### Data provided:
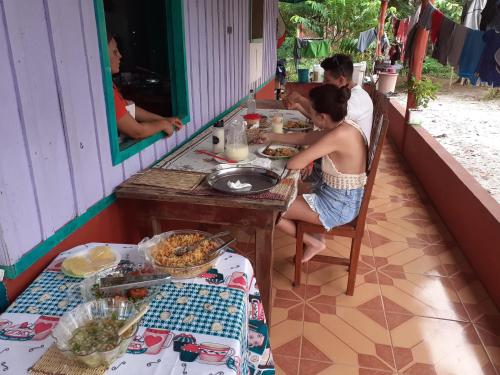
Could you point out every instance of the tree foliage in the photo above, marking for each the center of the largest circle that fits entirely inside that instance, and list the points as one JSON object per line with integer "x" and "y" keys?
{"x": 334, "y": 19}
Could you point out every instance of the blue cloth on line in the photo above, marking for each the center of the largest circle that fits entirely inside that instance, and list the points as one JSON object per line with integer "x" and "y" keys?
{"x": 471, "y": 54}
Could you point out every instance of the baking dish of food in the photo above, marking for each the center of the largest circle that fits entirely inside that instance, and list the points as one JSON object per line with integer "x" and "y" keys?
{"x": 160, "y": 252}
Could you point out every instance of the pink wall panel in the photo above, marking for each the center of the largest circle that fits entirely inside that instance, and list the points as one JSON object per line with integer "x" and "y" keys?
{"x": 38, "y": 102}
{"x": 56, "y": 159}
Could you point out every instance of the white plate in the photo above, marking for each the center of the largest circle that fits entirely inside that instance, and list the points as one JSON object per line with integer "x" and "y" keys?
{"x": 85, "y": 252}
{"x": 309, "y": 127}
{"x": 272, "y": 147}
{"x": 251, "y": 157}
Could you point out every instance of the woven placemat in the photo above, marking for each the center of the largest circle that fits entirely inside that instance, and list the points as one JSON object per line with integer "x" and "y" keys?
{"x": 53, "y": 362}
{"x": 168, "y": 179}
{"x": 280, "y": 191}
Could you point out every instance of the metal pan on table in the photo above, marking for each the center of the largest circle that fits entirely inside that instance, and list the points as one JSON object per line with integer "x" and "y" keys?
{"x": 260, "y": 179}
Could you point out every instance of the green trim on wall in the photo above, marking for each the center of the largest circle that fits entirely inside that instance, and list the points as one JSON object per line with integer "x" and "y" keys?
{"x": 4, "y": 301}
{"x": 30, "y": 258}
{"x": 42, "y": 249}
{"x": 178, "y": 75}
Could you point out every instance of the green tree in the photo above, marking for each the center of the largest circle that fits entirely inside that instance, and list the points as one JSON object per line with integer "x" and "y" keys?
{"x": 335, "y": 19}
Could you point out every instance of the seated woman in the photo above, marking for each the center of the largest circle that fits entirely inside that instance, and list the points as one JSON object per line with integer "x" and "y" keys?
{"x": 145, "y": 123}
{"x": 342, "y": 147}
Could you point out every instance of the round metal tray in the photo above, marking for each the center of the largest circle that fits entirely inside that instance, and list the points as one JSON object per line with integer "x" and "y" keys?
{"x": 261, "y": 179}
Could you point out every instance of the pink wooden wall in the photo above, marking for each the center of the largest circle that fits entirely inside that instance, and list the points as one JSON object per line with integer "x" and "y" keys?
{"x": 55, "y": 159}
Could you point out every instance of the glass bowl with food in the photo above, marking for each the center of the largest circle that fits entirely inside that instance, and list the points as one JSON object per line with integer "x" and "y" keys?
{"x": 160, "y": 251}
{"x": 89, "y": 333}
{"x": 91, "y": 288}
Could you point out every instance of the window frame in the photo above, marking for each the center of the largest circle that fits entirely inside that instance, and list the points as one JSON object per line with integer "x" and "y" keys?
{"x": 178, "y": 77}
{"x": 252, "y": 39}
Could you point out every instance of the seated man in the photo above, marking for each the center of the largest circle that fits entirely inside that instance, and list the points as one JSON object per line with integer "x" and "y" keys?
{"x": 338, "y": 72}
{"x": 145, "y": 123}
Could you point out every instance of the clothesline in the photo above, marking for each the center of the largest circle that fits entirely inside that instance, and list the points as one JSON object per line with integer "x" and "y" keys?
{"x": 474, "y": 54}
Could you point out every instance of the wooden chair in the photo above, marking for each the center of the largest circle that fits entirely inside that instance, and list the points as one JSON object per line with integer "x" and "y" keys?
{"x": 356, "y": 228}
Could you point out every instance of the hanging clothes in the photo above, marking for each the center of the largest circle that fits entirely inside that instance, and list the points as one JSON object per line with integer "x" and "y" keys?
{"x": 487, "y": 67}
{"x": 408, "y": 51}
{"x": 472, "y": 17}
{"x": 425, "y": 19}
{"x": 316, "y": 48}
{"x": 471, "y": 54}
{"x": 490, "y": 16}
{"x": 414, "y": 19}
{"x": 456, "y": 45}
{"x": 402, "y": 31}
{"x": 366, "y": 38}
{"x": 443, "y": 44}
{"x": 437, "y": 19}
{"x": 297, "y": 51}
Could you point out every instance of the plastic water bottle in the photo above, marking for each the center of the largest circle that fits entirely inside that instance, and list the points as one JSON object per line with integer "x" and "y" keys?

### Task to carry out:
Would you return the material above exactly, apart from its pictures?

### Finished task:
Could you point out every instance of the tree foliage in the photo above, marking for each the center of the largest circle that fits entirely inside that instance, and list the points as one JSON object per line with integer "x" and "y" keys?
{"x": 334, "y": 19}
Could you point out every instance of the blue cloth on line in the photo above, marking for each the center of the largest circle that fits entirely inside that instance, and list the points as one JSON object per line with integer "x" and "y" keys?
{"x": 471, "y": 54}
Could you point out every instance of the baking dish of food in the photo above, marking for each the center of the largest circle that fits entirely inside that instance, and list the points as one JSON object per line with integer "x" and "y" keys?
{"x": 160, "y": 252}
Could you point out every instance of the pink wall panel in the photo above, marking for each the center of the largest circle that fits entirely inside that instance, and list the points as one JSON object per line with integer "x" and "y" keys?
{"x": 38, "y": 102}
{"x": 56, "y": 159}
Could you point out every instance of the white plate in the photo above, marking for each the center of the largest circle that fits entirely inside that instance, and list the points as one JSON object per line with integer "x" and "y" keys?
{"x": 85, "y": 252}
{"x": 309, "y": 127}
{"x": 272, "y": 147}
{"x": 251, "y": 157}
Could you point out every instance of the woven placemat in the photo above, marking for each the center of the largest circle that fits entirely inside that instance, and list the points as one JSON object per line with integer "x" and "y" keys?
{"x": 53, "y": 362}
{"x": 168, "y": 179}
{"x": 280, "y": 191}
Could you point out every instance of the metal pan on table in the photo above, marking for each the center of the largest circle that fits entirely inside that instance, and list the points as one JSON object per line with integer "x" and "y" keys?
{"x": 260, "y": 179}
Could you point out every instance of the green trim on wall in the photo above, marking for each the center of the largest circle that fits entirely inside that instance, and list the points as one JSON object per line with integer "x" and "y" keys?
{"x": 4, "y": 301}
{"x": 30, "y": 258}
{"x": 42, "y": 249}
{"x": 178, "y": 75}
Could you point out every instance of the green tree in the photo above, marking for each the center of the largest circle that fits entirely inside that instance, and list the points as one JSON object per line with integer "x" and "y" keys?
{"x": 335, "y": 19}
Could you point out every instance of the seated woman in the photo above, marking for each the center of the largest circle that fits entirely inside that instance, and list the points as one JSON object per line with integer "x" and "y" keys?
{"x": 145, "y": 123}
{"x": 342, "y": 147}
Could you point out every instance of the round metal tray in the photo above, marking for each the center of the largest circle that fits entirely inside that instance, and list the points as one JSON object per line with integer "x" and "y" keys?
{"x": 261, "y": 179}
Could you point out every instance of the pink wooden wall in the photo above, marking for each the center of the largest circle that fits entirely inside that instance, and list the points as one JSON object per line with integer "x" and "y" keys?
{"x": 55, "y": 159}
Could you point out every instance of the glass bowl with food in the photo above, marking for each the center of the largest circle that fits entirely inside that instance, and list the points as one JSON object per line with integer "x" and "y" keys?
{"x": 160, "y": 251}
{"x": 89, "y": 333}
{"x": 91, "y": 288}
Could you point out every instance of the window frame in the photo above, marking for each the center of the largest circle that fits entirely inside that instance, and list the points as one JSON object per line with integer "x" and "y" keys?
{"x": 178, "y": 77}
{"x": 252, "y": 39}
Could you point out every instance of the seated man in the photo above, marking for each the center of the largest circle that fits entirely inside that instance, and list the points as one JSON object per line with integer "x" and "y" keys?
{"x": 338, "y": 72}
{"x": 145, "y": 123}
Could you point out every instance of the clothesline in the photo above, marking for each the center of the largest circle that fits entirely inside that instance, and list the points as one JSON object per line with integer "x" and "y" keys?
{"x": 474, "y": 54}
Could you point out every instance of the wooden chair in the photo above, marking for each the center of the largest circle that fits entirely inside that instance, and list the points as one JSON object per line with integer "x" and "y" keys?
{"x": 356, "y": 228}
Could you point out every instance of the hanging clothes in the photo above, marking for each the center of the largest circle that fits entirely inside that instance, and list the points as one JSON object per line with integer "x" and "y" keys?
{"x": 487, "y": 67}
{"x": 408, "y": 51}
{"x": 472, "y": 17}
{"x": 425, "y": 19}
{"x": 316, "y": 48}
{"x": 471, "y": 54}
{"x": 490, "y": 16}
{"x": 414, "y": 19}
{"x": 456, "y": 45}
{"x": 402, "y": 31}
{"x": 366, "y": 38}
{"x": 443, "y": 44}
{"x": 437, "y": 19}
{"x": 297, "y": 51}
Could you point out every instance of the plastic water bottle in the photo above, marking for each the center of the largest circle that fits entirely inside that instance, and list the points as one JSON object per line with integer "x" and "y" keys?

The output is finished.